§ Work instruction:
What is needed is an exact copy of the entries below, from the line that contains "Where can you see the grass verge" through the final line, both included, and nothing else.

§ Records for this exercise:

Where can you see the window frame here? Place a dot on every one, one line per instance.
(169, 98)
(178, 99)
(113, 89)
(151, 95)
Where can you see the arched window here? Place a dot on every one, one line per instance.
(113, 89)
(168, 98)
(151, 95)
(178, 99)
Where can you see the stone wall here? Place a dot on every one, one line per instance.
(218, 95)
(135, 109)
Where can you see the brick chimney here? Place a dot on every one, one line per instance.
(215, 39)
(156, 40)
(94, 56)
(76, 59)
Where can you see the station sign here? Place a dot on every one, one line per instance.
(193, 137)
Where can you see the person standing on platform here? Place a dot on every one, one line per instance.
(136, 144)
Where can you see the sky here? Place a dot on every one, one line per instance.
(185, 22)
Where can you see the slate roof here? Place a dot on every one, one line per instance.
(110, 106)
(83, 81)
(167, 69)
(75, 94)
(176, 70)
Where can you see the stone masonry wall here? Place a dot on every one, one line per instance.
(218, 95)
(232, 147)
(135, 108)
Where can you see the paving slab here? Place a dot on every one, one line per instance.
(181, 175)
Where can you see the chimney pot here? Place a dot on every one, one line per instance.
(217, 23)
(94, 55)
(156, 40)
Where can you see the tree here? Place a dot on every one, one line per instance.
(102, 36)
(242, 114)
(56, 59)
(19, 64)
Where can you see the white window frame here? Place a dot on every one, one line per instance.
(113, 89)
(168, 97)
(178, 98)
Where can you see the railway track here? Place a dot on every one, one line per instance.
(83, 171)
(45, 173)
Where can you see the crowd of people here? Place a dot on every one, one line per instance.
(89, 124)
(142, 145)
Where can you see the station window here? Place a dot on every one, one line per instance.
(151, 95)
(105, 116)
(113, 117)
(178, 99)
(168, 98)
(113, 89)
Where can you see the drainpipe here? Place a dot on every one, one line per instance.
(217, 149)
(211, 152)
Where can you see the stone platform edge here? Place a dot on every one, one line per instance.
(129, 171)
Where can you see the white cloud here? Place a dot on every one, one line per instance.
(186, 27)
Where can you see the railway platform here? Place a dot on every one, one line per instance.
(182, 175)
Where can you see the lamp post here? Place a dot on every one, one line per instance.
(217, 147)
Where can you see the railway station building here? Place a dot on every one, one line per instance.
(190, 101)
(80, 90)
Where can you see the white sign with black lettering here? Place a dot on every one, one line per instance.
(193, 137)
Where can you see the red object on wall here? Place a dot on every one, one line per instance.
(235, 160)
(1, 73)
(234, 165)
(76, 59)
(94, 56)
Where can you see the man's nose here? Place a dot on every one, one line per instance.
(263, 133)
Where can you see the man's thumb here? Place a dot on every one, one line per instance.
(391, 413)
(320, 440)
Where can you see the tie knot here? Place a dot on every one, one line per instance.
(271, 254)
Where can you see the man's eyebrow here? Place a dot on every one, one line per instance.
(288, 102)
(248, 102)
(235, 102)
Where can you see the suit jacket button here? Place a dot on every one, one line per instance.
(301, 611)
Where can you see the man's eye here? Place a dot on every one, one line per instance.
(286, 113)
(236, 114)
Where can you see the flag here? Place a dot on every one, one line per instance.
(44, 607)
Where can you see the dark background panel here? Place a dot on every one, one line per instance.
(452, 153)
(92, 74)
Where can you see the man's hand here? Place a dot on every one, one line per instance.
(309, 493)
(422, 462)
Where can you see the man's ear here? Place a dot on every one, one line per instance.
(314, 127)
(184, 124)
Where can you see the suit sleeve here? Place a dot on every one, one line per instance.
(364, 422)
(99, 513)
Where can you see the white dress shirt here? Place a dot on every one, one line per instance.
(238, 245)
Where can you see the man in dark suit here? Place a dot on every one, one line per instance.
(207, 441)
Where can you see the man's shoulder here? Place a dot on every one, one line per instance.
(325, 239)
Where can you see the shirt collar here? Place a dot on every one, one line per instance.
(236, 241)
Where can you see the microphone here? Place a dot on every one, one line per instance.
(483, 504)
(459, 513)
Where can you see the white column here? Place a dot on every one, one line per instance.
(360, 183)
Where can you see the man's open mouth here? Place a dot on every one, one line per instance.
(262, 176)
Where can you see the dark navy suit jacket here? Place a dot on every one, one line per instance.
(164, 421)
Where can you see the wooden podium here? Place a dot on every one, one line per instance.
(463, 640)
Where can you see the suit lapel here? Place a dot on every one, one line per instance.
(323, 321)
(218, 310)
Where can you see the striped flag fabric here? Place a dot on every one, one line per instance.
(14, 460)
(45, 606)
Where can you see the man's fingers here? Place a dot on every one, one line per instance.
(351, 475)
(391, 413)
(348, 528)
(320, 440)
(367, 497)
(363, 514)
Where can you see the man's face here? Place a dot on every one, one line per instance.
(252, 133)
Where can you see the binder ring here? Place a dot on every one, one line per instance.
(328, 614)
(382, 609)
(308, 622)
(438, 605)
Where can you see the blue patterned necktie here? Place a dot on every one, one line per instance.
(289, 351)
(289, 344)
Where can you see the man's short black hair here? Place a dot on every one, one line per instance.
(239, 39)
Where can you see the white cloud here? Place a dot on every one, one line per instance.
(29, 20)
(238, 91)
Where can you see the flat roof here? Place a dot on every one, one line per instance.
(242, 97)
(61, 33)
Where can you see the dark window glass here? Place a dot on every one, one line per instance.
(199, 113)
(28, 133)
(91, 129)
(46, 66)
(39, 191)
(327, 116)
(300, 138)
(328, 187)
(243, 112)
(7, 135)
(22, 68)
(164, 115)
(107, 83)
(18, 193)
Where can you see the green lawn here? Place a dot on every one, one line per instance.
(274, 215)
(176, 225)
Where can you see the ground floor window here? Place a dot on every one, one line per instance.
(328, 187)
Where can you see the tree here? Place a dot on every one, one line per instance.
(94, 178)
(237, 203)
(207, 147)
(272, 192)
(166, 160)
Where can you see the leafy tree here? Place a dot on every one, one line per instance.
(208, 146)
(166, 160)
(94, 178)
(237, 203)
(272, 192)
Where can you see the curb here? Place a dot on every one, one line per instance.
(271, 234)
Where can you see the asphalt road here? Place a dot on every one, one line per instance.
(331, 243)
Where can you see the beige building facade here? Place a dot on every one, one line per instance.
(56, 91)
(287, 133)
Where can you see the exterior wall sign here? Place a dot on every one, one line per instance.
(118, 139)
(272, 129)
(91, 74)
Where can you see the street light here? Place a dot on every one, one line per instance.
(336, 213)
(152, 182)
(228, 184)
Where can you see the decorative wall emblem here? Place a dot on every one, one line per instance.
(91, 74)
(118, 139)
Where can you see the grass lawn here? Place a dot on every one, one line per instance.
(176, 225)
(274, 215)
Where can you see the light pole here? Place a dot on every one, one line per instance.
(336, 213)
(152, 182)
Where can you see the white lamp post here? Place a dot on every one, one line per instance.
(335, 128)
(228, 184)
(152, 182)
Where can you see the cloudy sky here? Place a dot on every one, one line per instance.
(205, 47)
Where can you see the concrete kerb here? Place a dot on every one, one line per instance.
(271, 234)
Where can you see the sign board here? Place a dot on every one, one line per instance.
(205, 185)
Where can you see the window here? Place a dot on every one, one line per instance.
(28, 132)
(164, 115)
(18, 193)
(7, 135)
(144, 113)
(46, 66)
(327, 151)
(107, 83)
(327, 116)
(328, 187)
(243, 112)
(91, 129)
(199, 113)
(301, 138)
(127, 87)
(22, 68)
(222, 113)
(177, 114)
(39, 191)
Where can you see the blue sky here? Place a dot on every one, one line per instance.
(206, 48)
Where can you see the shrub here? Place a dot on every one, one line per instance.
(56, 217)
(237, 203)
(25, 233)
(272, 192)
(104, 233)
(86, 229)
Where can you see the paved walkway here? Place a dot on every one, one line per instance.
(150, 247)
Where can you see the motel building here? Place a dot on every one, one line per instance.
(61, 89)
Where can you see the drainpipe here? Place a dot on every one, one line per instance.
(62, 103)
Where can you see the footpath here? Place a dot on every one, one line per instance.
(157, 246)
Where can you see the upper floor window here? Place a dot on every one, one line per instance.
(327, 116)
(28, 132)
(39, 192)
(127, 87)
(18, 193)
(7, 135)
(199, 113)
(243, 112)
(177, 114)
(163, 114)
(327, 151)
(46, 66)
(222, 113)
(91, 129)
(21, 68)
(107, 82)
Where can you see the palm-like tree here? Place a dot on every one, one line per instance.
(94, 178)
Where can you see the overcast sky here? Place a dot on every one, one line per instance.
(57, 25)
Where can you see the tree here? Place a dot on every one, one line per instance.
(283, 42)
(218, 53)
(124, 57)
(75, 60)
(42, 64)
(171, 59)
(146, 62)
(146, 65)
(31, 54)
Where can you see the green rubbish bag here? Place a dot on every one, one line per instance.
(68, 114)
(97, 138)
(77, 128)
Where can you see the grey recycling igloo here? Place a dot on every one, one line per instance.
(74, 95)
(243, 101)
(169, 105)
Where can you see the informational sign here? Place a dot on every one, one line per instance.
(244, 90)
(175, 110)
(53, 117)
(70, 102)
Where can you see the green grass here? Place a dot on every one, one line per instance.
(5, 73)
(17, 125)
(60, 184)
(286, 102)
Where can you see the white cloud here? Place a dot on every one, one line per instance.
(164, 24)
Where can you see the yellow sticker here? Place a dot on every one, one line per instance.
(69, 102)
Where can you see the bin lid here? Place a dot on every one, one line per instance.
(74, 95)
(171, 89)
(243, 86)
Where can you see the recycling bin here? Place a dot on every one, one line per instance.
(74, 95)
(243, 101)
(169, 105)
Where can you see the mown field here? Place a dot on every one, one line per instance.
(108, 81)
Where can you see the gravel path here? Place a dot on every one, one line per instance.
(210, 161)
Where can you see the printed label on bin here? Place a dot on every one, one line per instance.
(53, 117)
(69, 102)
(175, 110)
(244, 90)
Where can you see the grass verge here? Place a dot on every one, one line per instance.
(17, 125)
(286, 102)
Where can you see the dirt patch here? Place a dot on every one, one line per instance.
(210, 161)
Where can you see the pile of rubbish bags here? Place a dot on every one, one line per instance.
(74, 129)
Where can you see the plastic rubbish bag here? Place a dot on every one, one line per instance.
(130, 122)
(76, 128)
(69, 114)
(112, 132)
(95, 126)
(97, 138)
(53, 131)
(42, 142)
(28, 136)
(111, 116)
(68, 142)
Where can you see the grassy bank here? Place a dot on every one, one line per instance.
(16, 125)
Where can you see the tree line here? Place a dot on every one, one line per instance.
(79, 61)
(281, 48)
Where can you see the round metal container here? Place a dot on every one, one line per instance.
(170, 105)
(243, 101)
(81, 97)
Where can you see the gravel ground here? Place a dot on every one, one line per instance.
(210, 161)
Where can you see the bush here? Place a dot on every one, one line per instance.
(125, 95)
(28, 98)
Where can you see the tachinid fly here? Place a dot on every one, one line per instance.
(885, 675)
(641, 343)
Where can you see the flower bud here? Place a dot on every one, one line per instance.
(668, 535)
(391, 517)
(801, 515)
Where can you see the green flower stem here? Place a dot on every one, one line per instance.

§ Answer to the problem:
Where can you see the grass verge here? Place a dot on every one, one line per instance.
(17, 125)
(286, 102)
Where can you see the dirt patch here? Place a dot on every one, one line per instance.
(210, 161)
Where can you see the pile of rubbish bags here? Place a dot on every one, one line per instance.
(74, 129)
Where can you see the plastic rubbish bag here? Place a dot on every one, one line per instance.
(130, 122)
(76, 128)
(69, 114)
(112, 132)
(95, 126)
(97, 138)
(53, 131)
(42, 142)
(28, 136)
(111, 116)
(68, 142)
Where can you see the grassy bank here? Place a dot on every one, one line per instance.
(16, 125)
Where can you see the tree line here? Place a dot on every one, one line per instance.
(79, 61)
(281, 48)
Where can you see the round metal container here? Place a dot on every one, one line per instance.
(170, 105)
(243, 101)
(81, 97)
Where can you see the gravel ground here? Place a dot on every one, one line per instance.
(210, 161)
Where can you see the bush here? Place a dot on every one, one line per instance.
(125, 95)
(28, 98)
Where can you see the tachinid fly here? Place a dot on every one, one line per instance.
(885, 675)
(641, 343)
Where can you see the flower bud here? Place a dot on every one, one line per instance.
(668, 535)
(391, 517)
(801, 515)
Where can you see the green flower stem here? Place a dot on every one, one line per instance.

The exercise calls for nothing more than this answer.